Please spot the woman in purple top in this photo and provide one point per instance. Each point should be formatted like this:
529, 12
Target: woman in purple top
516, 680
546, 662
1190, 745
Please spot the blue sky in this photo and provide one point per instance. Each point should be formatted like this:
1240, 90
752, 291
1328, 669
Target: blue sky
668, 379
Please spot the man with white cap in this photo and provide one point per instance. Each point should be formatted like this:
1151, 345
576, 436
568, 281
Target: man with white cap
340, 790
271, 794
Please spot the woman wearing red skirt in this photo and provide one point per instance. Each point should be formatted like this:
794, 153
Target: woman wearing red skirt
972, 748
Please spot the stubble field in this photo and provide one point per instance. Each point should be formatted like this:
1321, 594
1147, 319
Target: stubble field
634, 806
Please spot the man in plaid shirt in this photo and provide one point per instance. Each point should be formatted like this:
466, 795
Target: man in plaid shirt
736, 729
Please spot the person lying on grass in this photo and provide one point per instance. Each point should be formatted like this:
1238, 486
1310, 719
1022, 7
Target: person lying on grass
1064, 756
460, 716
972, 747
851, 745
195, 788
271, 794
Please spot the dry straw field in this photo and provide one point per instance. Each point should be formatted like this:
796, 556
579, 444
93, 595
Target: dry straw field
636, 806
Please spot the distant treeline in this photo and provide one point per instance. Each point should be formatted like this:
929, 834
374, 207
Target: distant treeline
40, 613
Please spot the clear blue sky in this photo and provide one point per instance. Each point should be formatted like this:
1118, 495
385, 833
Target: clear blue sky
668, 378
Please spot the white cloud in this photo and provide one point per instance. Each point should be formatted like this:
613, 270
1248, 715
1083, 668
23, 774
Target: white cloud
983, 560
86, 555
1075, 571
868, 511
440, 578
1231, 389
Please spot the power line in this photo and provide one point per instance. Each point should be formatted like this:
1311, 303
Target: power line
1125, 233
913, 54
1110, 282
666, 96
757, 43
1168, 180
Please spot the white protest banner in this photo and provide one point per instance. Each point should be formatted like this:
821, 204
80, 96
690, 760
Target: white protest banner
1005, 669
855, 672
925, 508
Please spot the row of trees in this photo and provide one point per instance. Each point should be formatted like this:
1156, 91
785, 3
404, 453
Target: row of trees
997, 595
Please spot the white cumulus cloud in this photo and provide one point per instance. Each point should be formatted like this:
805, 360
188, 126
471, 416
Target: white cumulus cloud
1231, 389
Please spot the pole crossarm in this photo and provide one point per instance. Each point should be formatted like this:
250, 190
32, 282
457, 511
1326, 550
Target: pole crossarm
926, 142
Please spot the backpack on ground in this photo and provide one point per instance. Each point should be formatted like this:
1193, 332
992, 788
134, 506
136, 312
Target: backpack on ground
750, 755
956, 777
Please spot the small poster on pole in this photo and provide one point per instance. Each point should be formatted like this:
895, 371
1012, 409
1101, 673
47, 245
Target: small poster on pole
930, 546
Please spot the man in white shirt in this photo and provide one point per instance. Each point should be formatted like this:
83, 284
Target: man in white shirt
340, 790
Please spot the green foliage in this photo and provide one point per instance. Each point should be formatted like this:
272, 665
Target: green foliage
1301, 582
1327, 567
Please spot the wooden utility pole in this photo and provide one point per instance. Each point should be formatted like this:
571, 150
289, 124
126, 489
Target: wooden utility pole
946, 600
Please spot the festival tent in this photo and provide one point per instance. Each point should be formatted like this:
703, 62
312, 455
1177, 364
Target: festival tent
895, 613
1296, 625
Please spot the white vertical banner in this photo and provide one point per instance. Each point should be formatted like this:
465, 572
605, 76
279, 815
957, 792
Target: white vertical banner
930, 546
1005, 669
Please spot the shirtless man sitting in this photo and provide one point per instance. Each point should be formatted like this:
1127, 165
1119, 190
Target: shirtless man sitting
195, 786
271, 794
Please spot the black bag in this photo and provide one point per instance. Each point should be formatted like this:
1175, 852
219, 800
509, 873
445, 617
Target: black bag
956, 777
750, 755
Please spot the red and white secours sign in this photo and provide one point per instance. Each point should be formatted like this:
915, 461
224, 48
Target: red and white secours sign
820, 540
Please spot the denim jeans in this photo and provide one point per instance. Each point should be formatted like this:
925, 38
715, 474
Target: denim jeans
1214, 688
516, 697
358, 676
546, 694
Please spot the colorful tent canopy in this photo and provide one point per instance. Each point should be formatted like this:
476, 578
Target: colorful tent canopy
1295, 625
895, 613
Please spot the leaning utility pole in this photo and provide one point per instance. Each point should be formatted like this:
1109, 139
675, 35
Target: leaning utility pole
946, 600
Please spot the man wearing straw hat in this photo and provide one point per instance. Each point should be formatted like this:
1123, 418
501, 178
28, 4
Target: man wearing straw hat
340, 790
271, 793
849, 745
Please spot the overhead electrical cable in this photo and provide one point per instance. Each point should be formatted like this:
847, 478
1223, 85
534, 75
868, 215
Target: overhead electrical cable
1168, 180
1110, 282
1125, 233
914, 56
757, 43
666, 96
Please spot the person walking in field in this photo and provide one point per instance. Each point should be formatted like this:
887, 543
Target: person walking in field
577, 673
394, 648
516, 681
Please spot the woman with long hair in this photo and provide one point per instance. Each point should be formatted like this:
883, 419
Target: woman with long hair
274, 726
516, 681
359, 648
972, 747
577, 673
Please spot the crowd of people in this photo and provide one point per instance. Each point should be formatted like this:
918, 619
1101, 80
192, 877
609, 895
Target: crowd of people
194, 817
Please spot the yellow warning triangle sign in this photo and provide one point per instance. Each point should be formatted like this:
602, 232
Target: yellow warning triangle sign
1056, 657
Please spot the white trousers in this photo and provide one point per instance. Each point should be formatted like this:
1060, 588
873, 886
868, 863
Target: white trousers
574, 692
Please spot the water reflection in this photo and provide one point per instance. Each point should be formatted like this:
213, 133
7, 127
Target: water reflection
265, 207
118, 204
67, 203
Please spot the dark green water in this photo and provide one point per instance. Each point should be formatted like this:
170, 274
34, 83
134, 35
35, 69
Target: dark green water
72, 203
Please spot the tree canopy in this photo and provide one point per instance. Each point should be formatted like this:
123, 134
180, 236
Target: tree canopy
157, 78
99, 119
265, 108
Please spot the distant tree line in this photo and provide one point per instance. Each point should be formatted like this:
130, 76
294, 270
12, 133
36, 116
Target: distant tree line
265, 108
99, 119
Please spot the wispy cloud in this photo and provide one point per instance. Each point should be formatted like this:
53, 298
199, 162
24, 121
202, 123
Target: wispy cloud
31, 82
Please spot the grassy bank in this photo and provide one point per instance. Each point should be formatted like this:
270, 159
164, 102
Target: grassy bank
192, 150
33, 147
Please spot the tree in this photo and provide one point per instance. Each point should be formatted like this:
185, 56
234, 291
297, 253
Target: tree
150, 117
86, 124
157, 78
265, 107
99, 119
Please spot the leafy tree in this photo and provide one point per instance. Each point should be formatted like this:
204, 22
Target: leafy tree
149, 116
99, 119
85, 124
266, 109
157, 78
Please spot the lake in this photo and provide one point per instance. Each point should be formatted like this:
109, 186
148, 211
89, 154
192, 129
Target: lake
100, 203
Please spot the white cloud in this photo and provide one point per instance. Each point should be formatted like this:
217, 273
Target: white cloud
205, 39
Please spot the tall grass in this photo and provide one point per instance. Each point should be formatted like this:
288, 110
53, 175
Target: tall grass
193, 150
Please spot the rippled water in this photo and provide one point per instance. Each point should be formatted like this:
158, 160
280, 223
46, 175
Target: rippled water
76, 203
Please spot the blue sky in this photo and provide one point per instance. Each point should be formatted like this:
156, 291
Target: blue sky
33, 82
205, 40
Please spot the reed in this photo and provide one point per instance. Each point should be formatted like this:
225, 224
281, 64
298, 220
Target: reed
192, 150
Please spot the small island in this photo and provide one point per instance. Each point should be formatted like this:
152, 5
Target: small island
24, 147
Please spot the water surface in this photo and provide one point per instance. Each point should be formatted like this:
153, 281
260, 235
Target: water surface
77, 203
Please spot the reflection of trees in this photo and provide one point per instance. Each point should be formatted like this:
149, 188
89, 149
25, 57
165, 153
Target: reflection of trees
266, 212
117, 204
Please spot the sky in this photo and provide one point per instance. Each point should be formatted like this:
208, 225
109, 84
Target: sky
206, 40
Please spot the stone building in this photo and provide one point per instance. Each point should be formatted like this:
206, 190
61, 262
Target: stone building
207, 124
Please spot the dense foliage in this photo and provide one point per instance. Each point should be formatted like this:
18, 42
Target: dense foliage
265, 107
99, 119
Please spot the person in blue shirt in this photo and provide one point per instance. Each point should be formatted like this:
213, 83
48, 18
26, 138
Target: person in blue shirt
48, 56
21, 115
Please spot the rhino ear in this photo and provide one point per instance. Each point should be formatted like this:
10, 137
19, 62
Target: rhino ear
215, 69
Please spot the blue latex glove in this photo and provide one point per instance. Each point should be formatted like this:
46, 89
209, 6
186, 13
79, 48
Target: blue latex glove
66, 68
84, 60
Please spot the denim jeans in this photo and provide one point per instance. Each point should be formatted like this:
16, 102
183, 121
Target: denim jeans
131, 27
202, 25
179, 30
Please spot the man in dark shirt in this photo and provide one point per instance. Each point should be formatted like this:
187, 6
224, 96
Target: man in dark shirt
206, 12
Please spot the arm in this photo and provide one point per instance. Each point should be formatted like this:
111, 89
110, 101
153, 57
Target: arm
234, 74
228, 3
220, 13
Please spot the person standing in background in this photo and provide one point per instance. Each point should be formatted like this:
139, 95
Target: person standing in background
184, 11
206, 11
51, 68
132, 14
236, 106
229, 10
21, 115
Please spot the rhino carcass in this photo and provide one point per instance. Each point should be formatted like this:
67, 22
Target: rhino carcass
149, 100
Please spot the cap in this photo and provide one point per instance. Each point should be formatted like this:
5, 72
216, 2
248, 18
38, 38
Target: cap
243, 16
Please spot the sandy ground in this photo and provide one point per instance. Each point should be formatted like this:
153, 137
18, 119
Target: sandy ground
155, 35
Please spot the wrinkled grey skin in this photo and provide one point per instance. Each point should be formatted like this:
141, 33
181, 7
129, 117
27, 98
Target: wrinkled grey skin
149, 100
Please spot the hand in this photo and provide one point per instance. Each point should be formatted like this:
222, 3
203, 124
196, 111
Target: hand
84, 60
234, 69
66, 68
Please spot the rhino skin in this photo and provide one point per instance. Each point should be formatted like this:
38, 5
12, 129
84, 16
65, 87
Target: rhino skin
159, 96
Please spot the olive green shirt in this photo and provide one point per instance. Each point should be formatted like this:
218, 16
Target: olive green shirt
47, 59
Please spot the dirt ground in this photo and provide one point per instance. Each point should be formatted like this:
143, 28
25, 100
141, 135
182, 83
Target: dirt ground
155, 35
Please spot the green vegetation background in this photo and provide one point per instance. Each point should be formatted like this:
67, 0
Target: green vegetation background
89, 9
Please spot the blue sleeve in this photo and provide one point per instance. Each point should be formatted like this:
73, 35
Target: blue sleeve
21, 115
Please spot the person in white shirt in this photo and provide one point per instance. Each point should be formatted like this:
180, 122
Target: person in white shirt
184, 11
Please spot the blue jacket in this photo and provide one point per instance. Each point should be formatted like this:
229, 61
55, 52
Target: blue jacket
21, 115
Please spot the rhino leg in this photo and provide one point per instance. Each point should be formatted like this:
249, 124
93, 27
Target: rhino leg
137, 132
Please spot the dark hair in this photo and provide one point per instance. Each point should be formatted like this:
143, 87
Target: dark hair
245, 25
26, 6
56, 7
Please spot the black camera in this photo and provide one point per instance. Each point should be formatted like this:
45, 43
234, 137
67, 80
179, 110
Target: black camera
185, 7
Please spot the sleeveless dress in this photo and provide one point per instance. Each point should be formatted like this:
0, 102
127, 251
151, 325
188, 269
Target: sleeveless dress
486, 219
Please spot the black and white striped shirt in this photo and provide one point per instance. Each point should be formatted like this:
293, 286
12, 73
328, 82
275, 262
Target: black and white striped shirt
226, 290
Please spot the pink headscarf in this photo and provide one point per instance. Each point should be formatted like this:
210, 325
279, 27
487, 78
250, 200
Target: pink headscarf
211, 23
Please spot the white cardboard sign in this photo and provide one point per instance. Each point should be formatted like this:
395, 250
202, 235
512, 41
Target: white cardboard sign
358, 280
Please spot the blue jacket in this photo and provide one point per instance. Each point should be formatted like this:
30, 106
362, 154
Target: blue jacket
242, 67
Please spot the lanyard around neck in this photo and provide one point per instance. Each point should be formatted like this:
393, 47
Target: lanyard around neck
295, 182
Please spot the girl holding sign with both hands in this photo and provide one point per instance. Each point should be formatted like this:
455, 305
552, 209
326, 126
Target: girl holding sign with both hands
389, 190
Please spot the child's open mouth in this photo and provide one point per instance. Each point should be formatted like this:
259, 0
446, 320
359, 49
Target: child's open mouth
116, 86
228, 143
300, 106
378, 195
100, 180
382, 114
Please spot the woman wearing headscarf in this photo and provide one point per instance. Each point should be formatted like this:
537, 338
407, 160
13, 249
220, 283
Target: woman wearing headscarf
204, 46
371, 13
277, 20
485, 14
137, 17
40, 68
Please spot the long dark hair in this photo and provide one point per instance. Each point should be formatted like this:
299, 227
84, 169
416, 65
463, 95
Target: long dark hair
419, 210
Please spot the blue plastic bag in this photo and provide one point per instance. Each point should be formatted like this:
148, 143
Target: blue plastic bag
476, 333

━━━━━━━━━━━━━━━━

#### Task
The required output is the span of lines from the one containing "Please spot the woman wearing headscarf" to the last line, reproduced character for character.

#### Response below
Please spot the woman wearing headscarf in this photo and provide one point per instance. Each point should be formatted like this:
537, 338
407, 160
13, 249
220, 283
Target: woman wearing headscarf
204, 46
371, 13
277, 20
485, 14
137, 17
40, 68
Please spot the long dark hair in this photo and provide one point per instance. Each point should be formatted like this:
299, 227
84, 169
416, 65
463, 95
Target: long dark hair
419, 210
Please spot the blue plastic bag in this photo and provide one point per instance. Each point should be formatted like this:
148, 143
Target: blue plastic bag
476, 333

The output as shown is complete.